» QUOTED PASSAGE:
The initial working hypothesis I stress-tested with practitioners: Hinske (2025b).
How I translate agreement quality into financial risk language conservatively (without pretending to be more precise than the evidence allows): Hinske (2025c).
Banking practice is designed to make defensible decisions: repeatable across cases, explainable to colleagues, and robust under scrutiny. That discipline is a feature, not a bug.
At the same time, a recurring tension keeps surfacing at the boundary between SMEs and banks: some firms find that the risk-prevention measures they take—how they coordinate work within and across their business ecosystem—don’t easily become legible within standard credit workflows (Hinske, 2025b, Ritchie-Dunham, 2026). In earlier notes, I’ve described this as a recurring pattern in “risk work”: the moment you try to be concrete about risk, you keep getting pushed back toward agreements—decision rights, handovers, escalation norms, what is safe to surface, and how learning loops are embedded (Hinske, 2026).
This PhD Note is a reflection about the next step in that logic: what it would take to turn agreement dynamics into usable evidence—without naïveté, without theater, and without fake precision.
Risk prevention needs footprints, not theater: decision workflows can only use what becomes repeatable, explainable, and robust under scrutiny.
The gap, stated cleanly.
Here is the gap as I currently understand it:
Field signal from banking practice (composite). In several conversations, bankers immediately recognized the gap. They shared a recurring pattern they had seen across cases: an SME grows steadily for years, then a generation decides to sell—and shortly after the sale, the firm’s value collapses. They never used this as a moral story about families or founders. They pointed to a risk-relevant factor that often emerges after a major ownership shift but is hard to capture early in standard workflows. What made the observation sharper is his next point. As the human interface across the banking landscape has been reduced (banking staff are less often present 1:1 with smaller firms), banks lose a critical sensing channel, the human. The result is weaker early visibility into agreement dynamics that later determine whether a growing firm remains resilient once the context changes.

» DATA:

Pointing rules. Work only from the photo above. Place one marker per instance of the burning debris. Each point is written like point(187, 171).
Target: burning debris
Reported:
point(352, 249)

» TASK SET:
1: Can you output the section of the passage on SME agreements and bank risk starting at "The initial working" and ending at "allows): Hinske (2025c).", word for word?
2: Could you pick up the passage on SME agreements and bank risk after its final sentence and keep writing it?
The data plays no role here.

» EXPECTED OUTPUTS:
1:
The initial working hypothesis I stress-tested with practitioners: Hinske (2025b).
How I translate agreement quality into financial risk language conservatively (without pretending to be more precise than the evidence allows): Hinske (2025c).

2:
There is no reliable, shared process—and no reliable measurement tool—that makes agreement quality in a social system legible as decision-grade risk prevention.
This is not a “banks don’t care” claim. It’s not an “SMEs are right” claim either. It’s a systems-and-measurement claim: even when experienced practitioners recognize that “something non-financial matters here,” the system often lacks a consistent way to capture it, test it, and use it across cases without drifting into storytelling.
Three conceptual anchors help me keep this grounded—plus one empirical proof-point from banking research:
Organizations operate in ecosystems. Resilience and failure are not only “inside the firm”; they are shaped by coordination patterns across customers, suppliers, partners, and institutions (Ritchie-Dunham, Dinwoodie, & Maczko, 2025; Ritchie-Dunham & Dinwoodie, 2023).
Measurement is disciplined, collaborative sensemaking. It is not “objective capture.” It is the joint construction of proxies that are good enough for a specific purpose, iterated through use, without pretending to have perfect precision (Aguilera, 2025).
This is measurable in banking settings—at scale—when “agreements” are treated as an explicit measurement object. A large microfinance bank study operationalizes culture partly through agreement structures (and observable “symbolic acts”), and includes an agreement’s health measure alongside flourishing and other outcomes, with a longitudinal, multi-wave design and extensive samples (Ritchie-Dunham et al., 2024).
So the practical question becomes: what would a bank need to see—reliably and consistently—to treat agreement-based risk prevention as inspectable evidence rather than as narrative?
Agreements as coordination infrastructure, not soft talk
In this post, I use the term 'agreements' in a precise, operational sense: agreements are the social and organizational infrastructure that enable coordinated action across roles and boundaries. They are not the same as “nice relationships,” and they are not reducible to written policies. In banking research and practice-oriented scholarship, agreements appear as structures and routines. They are observable commitments, boundary-setting moves, and symbolic acts that stabilize cooperation and shape what people actually do (Ritchie-Dunham et al., 2024).
That aligns with how I use the term in my own work: agreements are where coordination becomes concrete—who can decide, how handovers work, what gets escalated, what is safe to surface early, how exceptions are handled, or whether learning loops are real (Hinske, 2026; Hinske, 2025b). Because agreements are enacted, they leave traces in practice.
In other words, the question is not whether agreements matter, but which agreement footprints can be made reliably inspectable for a given decision purpose.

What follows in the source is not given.